:: PASSAGE ::
**********

FRED DE SAM LAZARO: At about 10:30 each morning, some 800 children in the southern Malawi village of Kasungu break from their studies for porridge. The principal says attendance climbed 50 percent since the meal program began three years ago. In this country of 13 million, beset by chronic hunger, it’s the only reliable meal of the day for most kids.

BRIGHTON MTIKOMOLA (Principal): They haven’t eaten anything else, so when they come here, take this sort of food — now and then they take this sort of food — then it makes them increase their performance.

DE SAM LAZARO: They have more energy?

Mr. MTIKOMOLA: Yeah, more energy.

DE SAM LAZARO: The soy or maize for the feeding program is mostly donated by many countries, but the largest contributor is the United States, through a program called Food for Peace. It began in the 1950s as a means to use U.S. grain surpluses to help countries hit by food crises. But today Food for Peace has grown into a $1.2 billion program, and it has critics who say U.S. food aid may actually stifle African farmers and perpetuate dependence in recipient countries, and they say Food for Peace benefits American private contractors more than the hungry.

The United States is the world’s single largest food aid donor, but there are intermediaries: agribusinesses and shipping companies, which by law have to be American, and they consume a good part of the U.S. food aid dollar. The Government Accountability Office says two-thirds of that U.S. food aid dollar goes toward administrative overhead.

**********

:: WRITTEN EXERCISE 1 ::
State how many lines in the rows contain the string "jacket". Reply with the number alone.
The transcript and the rows have no connection to each other.

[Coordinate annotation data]
**********

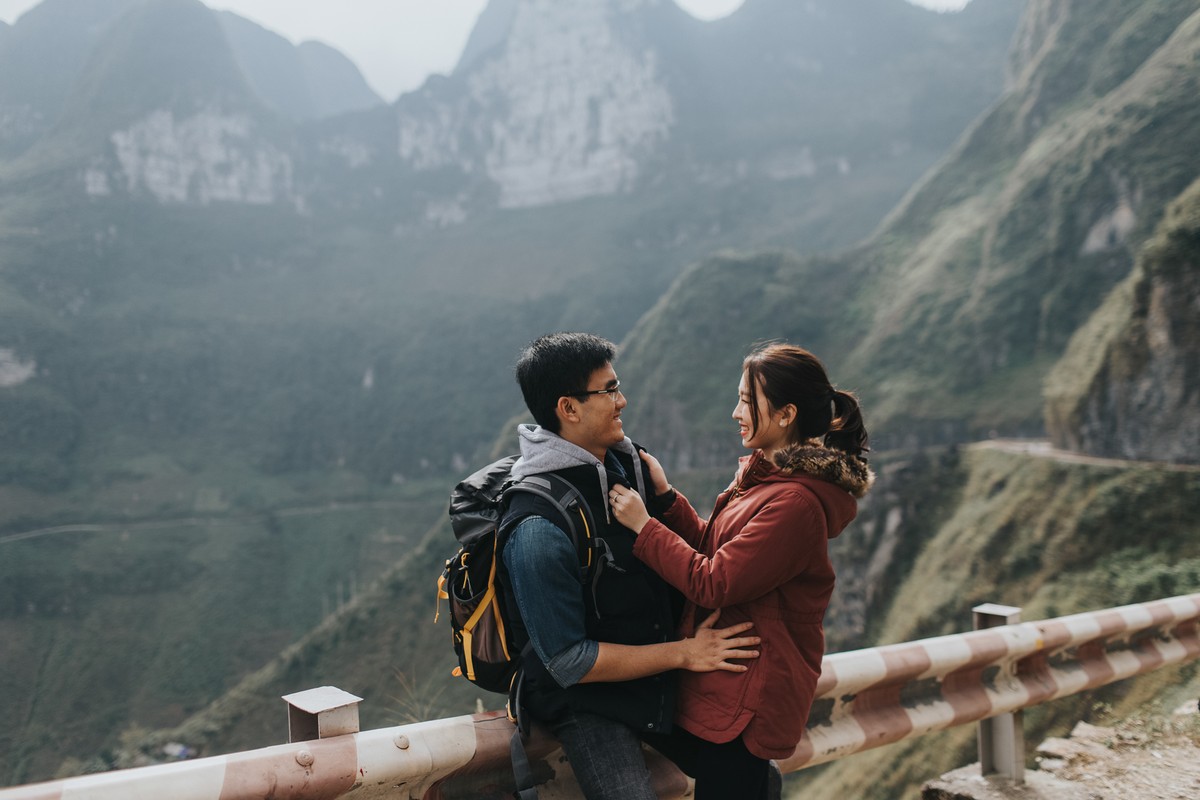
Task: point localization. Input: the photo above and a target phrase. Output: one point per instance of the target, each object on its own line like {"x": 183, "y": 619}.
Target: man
{"x": 599, "y": 667}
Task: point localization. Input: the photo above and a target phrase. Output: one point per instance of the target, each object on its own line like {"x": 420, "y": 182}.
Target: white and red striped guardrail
{"x": 865, "y": 698}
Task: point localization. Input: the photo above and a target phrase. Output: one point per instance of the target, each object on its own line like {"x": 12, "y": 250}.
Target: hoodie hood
{"x": 834, "y": 476}
{"x": 838, "y": 467}
{"x": 543, "y": 451}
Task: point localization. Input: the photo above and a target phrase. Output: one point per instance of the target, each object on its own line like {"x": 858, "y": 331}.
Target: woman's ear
{"x": 787, "y": 414}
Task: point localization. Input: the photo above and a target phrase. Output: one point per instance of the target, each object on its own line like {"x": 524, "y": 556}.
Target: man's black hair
{"x": 558, "y": 365}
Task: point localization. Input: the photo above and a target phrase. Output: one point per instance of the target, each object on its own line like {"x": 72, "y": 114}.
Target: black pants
{"x": 726, "y": 771}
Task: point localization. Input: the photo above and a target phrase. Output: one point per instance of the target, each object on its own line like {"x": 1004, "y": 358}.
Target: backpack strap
{"x": 574, "y": 510}
{"x": 522, "y": 773}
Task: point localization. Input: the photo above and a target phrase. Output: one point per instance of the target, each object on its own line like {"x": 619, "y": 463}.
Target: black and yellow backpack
{"x": 479, "y": 619}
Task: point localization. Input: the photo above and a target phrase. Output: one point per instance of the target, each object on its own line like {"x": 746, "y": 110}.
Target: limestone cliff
{"x": 1129, "y": 383}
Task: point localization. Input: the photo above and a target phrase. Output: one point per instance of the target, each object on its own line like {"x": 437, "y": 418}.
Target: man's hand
{"x": 713, "y": 648}
{"x": 628, "y": 507}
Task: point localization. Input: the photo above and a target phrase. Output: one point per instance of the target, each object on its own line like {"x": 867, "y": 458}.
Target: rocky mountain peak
{"x": 553, "y": 101}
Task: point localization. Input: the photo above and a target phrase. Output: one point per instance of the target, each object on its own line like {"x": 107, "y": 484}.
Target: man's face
{"x": 600, "y": 426}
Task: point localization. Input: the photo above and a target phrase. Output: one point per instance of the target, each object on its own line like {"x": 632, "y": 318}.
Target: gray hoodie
{"x": 543, "y": 451}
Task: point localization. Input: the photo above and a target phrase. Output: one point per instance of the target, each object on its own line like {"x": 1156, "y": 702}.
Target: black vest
{"x": 628, "y": 605}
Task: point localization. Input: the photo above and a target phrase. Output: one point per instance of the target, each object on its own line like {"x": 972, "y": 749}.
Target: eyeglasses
{"x": 612, "y": 391}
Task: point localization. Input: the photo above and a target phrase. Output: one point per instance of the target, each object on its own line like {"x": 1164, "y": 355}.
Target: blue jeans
{"x": 606, "y": 757}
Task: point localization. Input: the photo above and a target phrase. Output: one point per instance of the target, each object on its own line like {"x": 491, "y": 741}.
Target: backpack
{"x": 479, "y": 620}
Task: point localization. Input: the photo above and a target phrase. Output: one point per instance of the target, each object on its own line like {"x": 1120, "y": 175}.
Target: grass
{"x": 168, "y": 615}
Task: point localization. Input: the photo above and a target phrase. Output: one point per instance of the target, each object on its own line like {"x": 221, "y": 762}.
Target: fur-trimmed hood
{"x": 838, "y": 467}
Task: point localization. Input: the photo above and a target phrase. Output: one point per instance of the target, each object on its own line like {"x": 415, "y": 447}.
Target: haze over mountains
{"x": 555, "y": 180}
{"x": 227, "y": 300}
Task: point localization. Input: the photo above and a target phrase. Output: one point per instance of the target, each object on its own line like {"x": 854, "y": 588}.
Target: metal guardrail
{"x": 865, "y": 698}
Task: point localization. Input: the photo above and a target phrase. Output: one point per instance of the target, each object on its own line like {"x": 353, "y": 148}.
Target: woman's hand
{"x": 628, "y": 507}
{"x": 658, "y": 475}
{"x": 713, "y": 648}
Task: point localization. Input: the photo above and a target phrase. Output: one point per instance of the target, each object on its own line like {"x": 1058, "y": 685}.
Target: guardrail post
{"x": 1002, "y": 737}
{"x": 322, "y": 713}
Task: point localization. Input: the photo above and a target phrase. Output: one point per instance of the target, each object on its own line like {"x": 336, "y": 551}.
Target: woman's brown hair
{"x": 787, "y": 373}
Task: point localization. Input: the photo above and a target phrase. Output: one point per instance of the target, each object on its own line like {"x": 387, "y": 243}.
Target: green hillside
{"x": 949, "y": 317}
{"x": 1053, "y": 539}
{"x": 213, "y": 377}
{"x": 1127, "y": 385}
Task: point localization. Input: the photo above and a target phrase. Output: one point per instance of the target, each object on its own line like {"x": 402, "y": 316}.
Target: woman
{"x": 761, "y": 557}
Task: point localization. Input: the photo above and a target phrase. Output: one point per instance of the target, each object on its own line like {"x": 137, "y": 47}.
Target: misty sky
{"x": 396, "y": 43}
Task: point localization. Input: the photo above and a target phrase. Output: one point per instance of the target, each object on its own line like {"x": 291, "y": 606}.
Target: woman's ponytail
{"x": 846, "y": 432}
{"x": 791, "y": 374}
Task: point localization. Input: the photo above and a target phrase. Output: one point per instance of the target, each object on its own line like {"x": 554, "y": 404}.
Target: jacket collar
{"x": 811, "y": 459}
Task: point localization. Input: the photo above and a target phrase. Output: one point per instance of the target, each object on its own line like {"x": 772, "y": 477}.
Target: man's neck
{"x": 592, "y": 447}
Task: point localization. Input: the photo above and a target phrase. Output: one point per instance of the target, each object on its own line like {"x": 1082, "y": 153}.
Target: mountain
{"x": 204, "y": 220}
{"x": 304, "y": 82}
{"x": 47, "y": 52}
{"x": 1073, "y": 202}
{"x": 215, "y": 316}
{"x": 949, "y": 317}
{"x": 41, "y": 56}
{"x": 1127, "y": 385}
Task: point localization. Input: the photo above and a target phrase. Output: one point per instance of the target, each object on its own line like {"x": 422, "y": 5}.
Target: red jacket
{"x": 762, "y": 557}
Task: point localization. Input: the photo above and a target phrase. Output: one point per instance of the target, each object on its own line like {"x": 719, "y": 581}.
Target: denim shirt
{"x": 544, "y": 569}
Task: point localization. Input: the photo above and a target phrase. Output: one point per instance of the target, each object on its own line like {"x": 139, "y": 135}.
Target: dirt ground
{"x": 1153, "y": 758}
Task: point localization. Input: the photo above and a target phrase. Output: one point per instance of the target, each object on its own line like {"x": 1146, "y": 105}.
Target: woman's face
{"x": 769, "y": 435}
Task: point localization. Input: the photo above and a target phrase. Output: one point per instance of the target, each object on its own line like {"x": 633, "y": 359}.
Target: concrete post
{"x": 1002, "y": 737}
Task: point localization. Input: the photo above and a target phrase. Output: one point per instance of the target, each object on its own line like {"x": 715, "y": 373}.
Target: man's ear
{"x": 568, "y": 409}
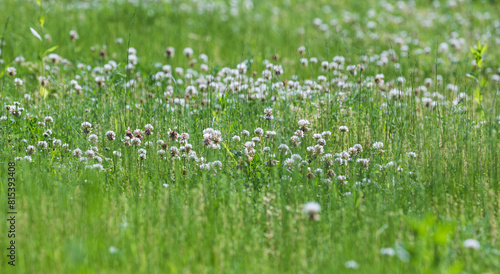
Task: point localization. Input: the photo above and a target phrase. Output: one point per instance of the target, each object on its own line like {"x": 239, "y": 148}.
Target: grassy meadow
{"x": 240, "y": 136}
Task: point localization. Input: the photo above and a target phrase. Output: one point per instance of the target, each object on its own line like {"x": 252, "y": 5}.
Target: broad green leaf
{"x": 36, "y": 34}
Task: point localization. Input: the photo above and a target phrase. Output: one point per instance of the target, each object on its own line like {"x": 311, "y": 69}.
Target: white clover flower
{"x": 343, "y": 129}
{"x": 77, "y": 153}
{"x": 351, "y": 264}
{"x": 11, "y": 71}
{"x": 303, "y": 123}
{"x": 312, "y": 209}
{"x": 378, "y": 145}
{"x": 42, "y": 144}
{"x": 188, "y": 52}
{"x": 30, "y": 150}
{"x": 135, "y": 141}
{"x": 73, "y": 35}
{"x": 259, "y": 131}
{"x": 388, "y": 251}
{"x": 90, "y": 153}
{"x": 472, "y": 244}
{"x": 86, "y": 127}
{"x": 110, "y": 135}
{"x": 93, "y": 138}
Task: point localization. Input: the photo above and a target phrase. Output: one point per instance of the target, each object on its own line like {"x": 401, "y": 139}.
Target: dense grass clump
{"x": 251, "y": 136}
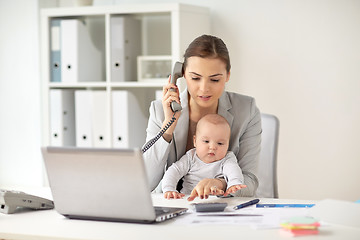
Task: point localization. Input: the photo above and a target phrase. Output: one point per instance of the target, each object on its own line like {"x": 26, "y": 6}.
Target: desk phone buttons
{"x": 209, "y": 207}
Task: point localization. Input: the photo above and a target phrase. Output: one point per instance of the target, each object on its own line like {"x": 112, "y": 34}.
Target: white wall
{"x": 20, "y": 160}
{"x": 300, "y": 59}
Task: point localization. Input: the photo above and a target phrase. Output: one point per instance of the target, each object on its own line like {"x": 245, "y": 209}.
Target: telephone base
{"x": 10, "y": 201}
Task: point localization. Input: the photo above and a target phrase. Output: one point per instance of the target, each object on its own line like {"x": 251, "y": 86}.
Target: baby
{"x": 209, "y": 159}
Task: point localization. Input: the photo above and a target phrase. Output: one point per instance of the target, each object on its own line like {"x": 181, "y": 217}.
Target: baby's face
{"x": 212, "y": 142}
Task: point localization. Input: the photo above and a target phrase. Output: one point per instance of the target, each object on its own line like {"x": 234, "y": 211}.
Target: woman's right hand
{"x": 168, "y": 97}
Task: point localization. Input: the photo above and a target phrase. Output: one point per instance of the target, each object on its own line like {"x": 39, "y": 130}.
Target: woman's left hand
{"x": 206, "y": 187}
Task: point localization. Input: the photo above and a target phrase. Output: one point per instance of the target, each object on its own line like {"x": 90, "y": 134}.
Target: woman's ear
{"x": 228, "y": 76}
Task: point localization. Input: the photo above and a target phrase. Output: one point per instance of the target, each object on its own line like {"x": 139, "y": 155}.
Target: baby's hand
{"x": 173, "y": 194}
{"x": 234, "y": 188}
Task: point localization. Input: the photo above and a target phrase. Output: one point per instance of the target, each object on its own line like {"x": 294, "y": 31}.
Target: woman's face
{"x": 205, "y": 78}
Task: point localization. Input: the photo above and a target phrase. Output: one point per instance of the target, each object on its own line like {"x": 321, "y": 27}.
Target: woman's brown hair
{"x": 207, "y": 46}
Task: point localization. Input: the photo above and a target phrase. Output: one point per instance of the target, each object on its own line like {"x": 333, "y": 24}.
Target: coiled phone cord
{"x": 159, "y": 135}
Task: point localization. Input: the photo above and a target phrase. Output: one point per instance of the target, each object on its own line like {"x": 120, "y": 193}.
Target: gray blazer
{"x": 245, "y": 122}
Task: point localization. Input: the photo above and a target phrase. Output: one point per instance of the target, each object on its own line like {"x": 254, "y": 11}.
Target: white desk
{"x": 48, "y": 224}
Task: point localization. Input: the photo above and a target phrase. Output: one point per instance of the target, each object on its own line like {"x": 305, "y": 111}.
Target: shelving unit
{"x": 166, "y": 29}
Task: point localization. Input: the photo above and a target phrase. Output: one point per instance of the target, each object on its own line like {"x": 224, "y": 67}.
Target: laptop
{"x": 102, "y": 184}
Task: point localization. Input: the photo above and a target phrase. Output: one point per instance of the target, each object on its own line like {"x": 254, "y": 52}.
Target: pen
{"x": 291, "y": 205}
{"x": 252, "y": 202}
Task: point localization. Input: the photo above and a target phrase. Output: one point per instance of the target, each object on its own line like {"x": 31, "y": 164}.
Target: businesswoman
{"x": 206, "y": 69}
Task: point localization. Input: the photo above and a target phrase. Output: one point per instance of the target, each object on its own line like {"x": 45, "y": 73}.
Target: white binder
{"x": 62, "y": 117}
{"x": 83, "y": 116}
{"x": 55, "y": 54}
{"x": 101, "y": 137}
{"x": 128, "y": 121}
{"x": 80, "y": 59}
{"x": 125, "y": 43}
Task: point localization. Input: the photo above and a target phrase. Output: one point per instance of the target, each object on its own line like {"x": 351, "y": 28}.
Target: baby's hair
{"x": 215, "y": 119}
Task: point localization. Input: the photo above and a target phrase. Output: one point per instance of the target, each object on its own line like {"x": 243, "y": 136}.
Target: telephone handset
{"x": 175, "y": 107}
{"x": 177, "y": 73}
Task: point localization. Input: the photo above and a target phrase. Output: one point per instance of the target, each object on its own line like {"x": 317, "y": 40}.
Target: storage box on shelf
{"x": 107, "y": 50}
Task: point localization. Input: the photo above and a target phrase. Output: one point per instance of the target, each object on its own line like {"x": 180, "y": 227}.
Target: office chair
{"x": 267, "y": 174}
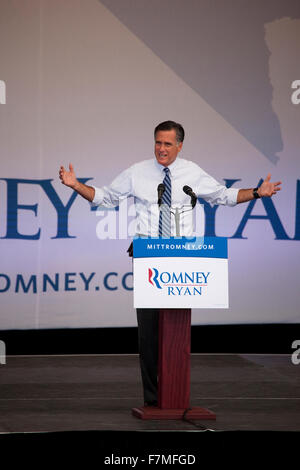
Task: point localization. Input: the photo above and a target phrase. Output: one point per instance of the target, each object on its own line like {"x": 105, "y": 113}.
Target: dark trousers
{"x": 147, "y": 319}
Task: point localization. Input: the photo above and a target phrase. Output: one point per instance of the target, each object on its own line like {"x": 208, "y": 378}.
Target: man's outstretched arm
{"x": 267, "y": 189}
{"x": 69, "y": 179}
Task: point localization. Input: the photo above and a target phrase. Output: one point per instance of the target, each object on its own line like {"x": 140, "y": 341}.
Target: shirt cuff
{"x": 99, "y": 196}
{"x": 232, "y": 196}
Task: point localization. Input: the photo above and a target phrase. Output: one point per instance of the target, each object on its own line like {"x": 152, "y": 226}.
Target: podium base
{"x": 153, "y": 412}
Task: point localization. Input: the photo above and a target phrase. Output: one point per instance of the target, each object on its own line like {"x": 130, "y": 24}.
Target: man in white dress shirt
{"x": 141, "y": 181}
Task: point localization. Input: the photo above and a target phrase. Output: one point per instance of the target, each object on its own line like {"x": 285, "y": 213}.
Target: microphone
{"x": 160, "y": 191}
{"x": 190, "y": 193}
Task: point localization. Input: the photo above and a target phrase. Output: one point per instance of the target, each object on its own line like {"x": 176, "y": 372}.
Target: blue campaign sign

**********

:: WRITTEN EXERCISE 2 ::
According to the transcript on food aid in Malawi, how much did attendance at the Kasungu school rise after the meal program began?

:: TASK OUTPUT 1 ::
2

:: TASK OUTPUT 2 ::
It climbed 50 percent.